The task >>
What is needed is the complete listing, repeated exactly.

Record excerpts >>
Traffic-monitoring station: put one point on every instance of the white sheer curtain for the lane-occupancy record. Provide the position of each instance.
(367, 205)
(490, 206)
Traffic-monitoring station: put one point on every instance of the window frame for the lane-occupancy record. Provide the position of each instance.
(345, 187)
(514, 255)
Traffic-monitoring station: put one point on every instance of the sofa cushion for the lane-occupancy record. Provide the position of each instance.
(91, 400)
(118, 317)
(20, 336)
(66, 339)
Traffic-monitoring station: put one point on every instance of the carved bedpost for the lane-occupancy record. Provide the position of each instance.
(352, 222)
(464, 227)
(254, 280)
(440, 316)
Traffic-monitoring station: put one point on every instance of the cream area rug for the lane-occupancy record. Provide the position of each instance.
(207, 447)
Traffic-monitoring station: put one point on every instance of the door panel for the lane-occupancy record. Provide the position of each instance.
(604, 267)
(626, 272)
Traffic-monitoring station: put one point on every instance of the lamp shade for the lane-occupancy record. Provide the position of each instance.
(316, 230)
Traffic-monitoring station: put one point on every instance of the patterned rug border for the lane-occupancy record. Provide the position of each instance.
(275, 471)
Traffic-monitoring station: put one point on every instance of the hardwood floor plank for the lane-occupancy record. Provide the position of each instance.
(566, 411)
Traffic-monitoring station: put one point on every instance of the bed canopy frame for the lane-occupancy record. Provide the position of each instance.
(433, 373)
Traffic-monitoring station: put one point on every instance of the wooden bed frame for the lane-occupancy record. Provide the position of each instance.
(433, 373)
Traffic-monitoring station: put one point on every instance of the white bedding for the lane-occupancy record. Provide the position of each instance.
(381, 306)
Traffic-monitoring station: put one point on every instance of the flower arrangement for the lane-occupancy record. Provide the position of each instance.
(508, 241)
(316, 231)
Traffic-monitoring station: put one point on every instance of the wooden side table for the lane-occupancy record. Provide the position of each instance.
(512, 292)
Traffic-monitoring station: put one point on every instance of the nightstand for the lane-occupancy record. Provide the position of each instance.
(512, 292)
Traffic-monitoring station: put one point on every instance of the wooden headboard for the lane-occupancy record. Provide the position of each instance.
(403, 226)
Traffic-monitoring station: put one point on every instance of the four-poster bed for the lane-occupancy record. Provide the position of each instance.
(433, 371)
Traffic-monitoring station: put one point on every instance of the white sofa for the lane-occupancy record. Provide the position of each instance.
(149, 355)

Result for this task >>
Traffic-monitoring station: put one point on every instance of the white sheer curtain for the lane-occupancy record. Provide the position of each instance.
(367, 205)
(490, 206)
Traffic-monitoring station: put one point on every instance of the window frame for the lane-occupancy record. Provide the position of each instance.
(345, 187)
(514, 255)
Traffic-monitoring station: put one point on every instance of the sofa cushion for the lane-occupancy record. Provide the position of each instance.
(91, 400)
(118, 317)
(20, 336)
(66, 339)
Traffic-monitoring station: put one point on every instance of the carved bedpost for the lane-occupancy record. Provide the position of each instance.
(352, 222)
(464, 227)
(254, 280)
(440, 316)
Traffic-monitoring station: put one point on every instance of the cream area rug for the lane-occupancy record. Provide the position of each instance.
(207, 447)
Traffic-monitoring station: put one point on every instance of the door panel for the lane-occupancy record. Provide the position of each instance.
(604, 267)
(626, 272)
Traffic-monitoring station: put one point on every instance of the lamp shade for the lane-occupancy record. Provide the position of each instance.
(316, 230)
Traffic-monitoring station: put one point on every instance of the patterned rug border for the lane-occupancy record. Provide the position of each instance.
(275, 471)
Traffic-monitoring station: put one point on every instance of the hardwood floor plank for the lane-occupancy record. Provide the position of each instance.
(566, 411)
Traffic-monitoring station: put one point on every instance of the bed canopy frame for the lane-occupancy record. Provide the position of each instance.
(433, 373)
Traffic-monitoring station: put one point on every instance of the wooden bed frame for the lane-occupancy record. Provide the position of each instance.
(433, 373)
Traffic-monitoring station: put one point on every instance of the white bedding for the lane-occupancy record. Provide the position of each instance.
(381, 306)
Traffic-monitoring station: put one point on every instance of the flower arrangement for the lane-occupancy record. Provide the position of each instance.
(508, 241)
(316, 231)
Traffic-monitoring station: put one point on every instance of the wooden side table for the lane-occupancy record. Provide the position of each instance.
(512, 292)
Traffic-monitoring station: put one point on every instance of the nightstand for the lane-occupancy record. Provide the position of each instance.
(512, 292)
Traffic-monitoring station: put one point on every instance of the wooden headboard for the lane-occupancy record. Provide the position of each instance.
(403, 226)
Traffic-monitoring station: put one point on every instance of the four-poster bed for the lane-occupancy record. Provide the position of each instance.
(433, 371)
Traffic-monitoring station: put one point on every instance of the white sofa for the lane-occupancy record. Provide the position of each instance.
(149, 355)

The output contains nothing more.